TASK STATEMENT:
Look through the entries below and return all lines including the word "donkey".
____ DATASET CONTENT
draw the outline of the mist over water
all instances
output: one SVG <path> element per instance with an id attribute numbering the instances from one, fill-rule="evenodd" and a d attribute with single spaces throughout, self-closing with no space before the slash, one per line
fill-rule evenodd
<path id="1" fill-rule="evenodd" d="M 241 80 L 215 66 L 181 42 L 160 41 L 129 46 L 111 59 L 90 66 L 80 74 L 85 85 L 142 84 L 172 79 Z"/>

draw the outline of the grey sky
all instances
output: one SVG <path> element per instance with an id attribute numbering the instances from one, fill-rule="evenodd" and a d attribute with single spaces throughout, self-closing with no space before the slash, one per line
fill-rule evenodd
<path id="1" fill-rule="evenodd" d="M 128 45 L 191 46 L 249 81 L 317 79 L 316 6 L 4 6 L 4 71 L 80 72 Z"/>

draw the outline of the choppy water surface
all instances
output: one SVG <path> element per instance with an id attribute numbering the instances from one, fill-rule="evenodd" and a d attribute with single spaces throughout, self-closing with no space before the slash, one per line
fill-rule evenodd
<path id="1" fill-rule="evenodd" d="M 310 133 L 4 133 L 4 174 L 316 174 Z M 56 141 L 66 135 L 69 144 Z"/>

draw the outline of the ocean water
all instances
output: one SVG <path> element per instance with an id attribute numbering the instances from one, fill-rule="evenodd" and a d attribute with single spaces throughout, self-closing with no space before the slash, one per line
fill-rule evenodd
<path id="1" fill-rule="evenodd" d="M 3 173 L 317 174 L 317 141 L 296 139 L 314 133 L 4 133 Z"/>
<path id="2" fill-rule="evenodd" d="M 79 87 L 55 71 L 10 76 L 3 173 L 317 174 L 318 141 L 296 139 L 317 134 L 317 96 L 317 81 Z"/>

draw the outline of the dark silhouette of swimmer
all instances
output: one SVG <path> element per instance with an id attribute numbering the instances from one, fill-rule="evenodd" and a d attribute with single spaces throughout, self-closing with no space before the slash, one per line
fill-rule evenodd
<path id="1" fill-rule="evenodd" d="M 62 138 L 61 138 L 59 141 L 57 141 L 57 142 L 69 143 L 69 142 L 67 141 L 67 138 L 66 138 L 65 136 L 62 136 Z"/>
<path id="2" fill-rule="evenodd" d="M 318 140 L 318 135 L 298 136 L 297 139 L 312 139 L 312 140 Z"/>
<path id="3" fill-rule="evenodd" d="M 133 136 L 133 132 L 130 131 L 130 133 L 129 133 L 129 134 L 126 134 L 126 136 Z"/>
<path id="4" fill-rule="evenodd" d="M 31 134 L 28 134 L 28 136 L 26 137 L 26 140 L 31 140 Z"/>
________
____ DATASET CONTENT
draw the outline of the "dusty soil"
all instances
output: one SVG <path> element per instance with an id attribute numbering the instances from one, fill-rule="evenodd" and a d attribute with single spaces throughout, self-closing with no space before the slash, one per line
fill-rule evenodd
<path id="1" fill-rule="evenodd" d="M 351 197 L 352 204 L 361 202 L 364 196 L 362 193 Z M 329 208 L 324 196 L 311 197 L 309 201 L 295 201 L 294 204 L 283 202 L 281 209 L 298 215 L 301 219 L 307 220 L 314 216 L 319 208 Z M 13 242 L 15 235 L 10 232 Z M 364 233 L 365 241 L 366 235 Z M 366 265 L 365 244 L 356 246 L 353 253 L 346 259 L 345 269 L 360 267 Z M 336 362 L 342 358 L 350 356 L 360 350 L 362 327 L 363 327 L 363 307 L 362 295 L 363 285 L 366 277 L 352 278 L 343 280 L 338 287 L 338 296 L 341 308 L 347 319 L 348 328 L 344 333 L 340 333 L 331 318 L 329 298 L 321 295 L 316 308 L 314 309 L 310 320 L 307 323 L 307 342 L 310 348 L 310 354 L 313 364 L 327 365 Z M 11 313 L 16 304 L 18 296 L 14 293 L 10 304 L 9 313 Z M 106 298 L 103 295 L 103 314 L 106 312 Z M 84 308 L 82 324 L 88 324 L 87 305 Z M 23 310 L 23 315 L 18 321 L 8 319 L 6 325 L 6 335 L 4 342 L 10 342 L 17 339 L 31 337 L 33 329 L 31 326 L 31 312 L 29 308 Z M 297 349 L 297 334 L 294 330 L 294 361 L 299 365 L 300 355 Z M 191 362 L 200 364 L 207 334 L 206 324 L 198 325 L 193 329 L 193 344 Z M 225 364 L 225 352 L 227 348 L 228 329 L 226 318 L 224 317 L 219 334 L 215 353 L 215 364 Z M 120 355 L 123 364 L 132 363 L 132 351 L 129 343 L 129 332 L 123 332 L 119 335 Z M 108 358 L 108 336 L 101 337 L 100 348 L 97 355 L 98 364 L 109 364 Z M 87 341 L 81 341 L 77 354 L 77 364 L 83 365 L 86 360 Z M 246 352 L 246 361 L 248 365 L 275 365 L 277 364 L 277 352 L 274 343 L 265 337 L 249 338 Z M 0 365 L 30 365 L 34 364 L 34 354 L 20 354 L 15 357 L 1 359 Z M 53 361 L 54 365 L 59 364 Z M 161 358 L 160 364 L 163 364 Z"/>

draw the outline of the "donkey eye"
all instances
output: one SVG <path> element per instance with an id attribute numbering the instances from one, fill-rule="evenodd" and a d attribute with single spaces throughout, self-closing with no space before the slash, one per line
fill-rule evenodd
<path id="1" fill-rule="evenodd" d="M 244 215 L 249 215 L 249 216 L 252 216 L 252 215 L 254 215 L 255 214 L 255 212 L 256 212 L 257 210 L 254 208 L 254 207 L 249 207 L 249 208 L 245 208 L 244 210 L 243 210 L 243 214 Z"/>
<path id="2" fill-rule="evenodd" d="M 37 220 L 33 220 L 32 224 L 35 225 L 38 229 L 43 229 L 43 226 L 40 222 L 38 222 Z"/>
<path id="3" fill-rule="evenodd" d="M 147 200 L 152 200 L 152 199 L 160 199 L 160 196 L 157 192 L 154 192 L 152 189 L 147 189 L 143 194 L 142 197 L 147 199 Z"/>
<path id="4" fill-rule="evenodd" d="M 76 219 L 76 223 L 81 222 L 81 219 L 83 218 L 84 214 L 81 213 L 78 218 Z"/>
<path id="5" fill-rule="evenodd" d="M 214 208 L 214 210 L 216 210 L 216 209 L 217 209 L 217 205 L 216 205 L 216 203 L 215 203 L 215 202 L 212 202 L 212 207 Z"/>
________
____ DATASET CONTENT
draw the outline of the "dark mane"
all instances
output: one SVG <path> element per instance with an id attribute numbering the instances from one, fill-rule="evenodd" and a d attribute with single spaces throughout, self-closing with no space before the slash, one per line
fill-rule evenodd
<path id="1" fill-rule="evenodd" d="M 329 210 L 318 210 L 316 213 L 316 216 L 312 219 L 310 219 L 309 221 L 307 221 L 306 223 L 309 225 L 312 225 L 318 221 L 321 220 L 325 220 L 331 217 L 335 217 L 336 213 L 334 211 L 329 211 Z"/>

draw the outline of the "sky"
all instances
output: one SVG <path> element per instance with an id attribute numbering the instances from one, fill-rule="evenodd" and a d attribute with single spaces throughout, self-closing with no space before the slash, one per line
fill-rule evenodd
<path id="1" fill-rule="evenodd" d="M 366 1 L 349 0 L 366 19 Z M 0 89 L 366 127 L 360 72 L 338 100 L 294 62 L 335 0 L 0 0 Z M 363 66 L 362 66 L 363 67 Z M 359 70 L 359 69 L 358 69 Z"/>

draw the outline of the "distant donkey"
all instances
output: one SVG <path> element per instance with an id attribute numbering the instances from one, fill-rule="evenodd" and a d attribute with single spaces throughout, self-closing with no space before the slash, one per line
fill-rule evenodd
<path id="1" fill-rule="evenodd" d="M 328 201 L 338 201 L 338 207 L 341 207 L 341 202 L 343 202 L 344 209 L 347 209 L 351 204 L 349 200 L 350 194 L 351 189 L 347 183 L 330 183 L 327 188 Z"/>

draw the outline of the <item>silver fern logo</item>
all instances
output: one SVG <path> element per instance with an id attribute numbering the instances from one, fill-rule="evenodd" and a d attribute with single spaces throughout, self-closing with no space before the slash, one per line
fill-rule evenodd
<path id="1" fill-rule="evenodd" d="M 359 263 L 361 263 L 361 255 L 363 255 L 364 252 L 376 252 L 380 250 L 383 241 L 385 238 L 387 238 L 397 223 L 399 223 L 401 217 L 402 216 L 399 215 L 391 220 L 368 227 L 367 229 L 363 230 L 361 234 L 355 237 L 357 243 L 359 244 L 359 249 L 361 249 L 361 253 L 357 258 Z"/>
________
COMPLETED EXERCISE:
draw the outline of the "donkey eye"
draw the outline of the "distant donkey"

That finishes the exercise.